▸ TASK INPUT:
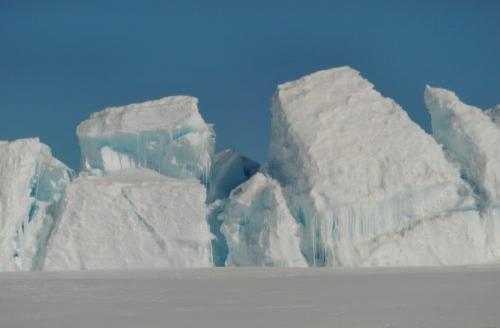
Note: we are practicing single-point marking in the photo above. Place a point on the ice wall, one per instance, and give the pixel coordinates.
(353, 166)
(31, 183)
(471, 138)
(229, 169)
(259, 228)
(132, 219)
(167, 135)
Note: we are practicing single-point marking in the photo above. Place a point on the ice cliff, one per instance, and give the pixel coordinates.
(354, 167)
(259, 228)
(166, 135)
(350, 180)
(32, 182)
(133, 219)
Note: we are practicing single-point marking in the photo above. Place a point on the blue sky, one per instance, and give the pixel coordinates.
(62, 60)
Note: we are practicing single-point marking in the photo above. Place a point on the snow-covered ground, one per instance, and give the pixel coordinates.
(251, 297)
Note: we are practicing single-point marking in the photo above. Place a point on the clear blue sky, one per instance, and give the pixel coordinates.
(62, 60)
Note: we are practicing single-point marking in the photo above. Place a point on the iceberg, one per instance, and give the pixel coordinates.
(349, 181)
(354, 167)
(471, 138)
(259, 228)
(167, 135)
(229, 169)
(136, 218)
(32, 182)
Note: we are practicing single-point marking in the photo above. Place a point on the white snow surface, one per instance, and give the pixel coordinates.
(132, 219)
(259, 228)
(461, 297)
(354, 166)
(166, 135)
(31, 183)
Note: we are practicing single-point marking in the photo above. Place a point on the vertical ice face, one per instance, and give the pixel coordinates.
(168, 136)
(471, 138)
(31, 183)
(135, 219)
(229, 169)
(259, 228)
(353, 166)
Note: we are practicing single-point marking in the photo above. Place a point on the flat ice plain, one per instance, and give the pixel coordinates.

▸ TASK DIRECTIONS: Rescale the records above by reproducing every line, requests included, with each pixel coordinate in the answers multiplied by 0.5 and rounded to a whole number, halves rounded up. Leave the pictures out of the reproduction.

▸ RESULT:
Note: we are practicing single-point marking in the photo above. Place a point on the ice wall, one per instance, and give the pixel coordinates.
(177, 83)
(16, 92)
(236, 69)
(115, 85)
(130, 114)
(66, 110)
(84, 68)
Note: we are practicing single-point marking in the photo above. Place a point on the ice cliff, one per instance, and give the pixel coordinates.
(177, 84)
(130, 114)
(83, 68)
(175, 90)
(16, 91)
(67, 110)
Note: we are practicing single-point marking in the photo above. Place a point on the blue sky, one per instance, and give the pixel coordinates.
(31, 30)
Note: we are practicing single-point marking in the photo above. Place a point on the snow-covered ground, one per instance, and give the pixel coordinates.
(126, 149)
Note: we are practicing single-point marking in the photo above. Place a point on the clear blue sky, one per instance, and give the pixel coordinates.
(31, 30)
Note: we are practicing single-point marking in the photo above. Place a point on the iceberg, one per instance, and give the pixel coordinates.
(175, 91)
(177, 84)
(236, 69)
(130, 114)
(84, 68)
(115, 85)
(68, 109)
(16, 91)
Note: we are practicing single-point marking in the photo above. Place a point on the white snow surface, one per instance, and give the pixel coordinates.
(66, 110)
(130, 114)
(231, 149)
(177, 83)
(83, 68)
(16, 92)
Note: we are practicing single-point marking in the photo above. Place a point on the vertical ice face, one per instance, and give the pixel coordinates.
(84, 68)
(236, 69)
(16, 92)
(68, 110)
(115, 85)
(130, 114)
(177, 83)
Note: we are practicing single-point marking in the photo above. Place a point on the flat ice plain, one per instance, and give the pixel coordinates.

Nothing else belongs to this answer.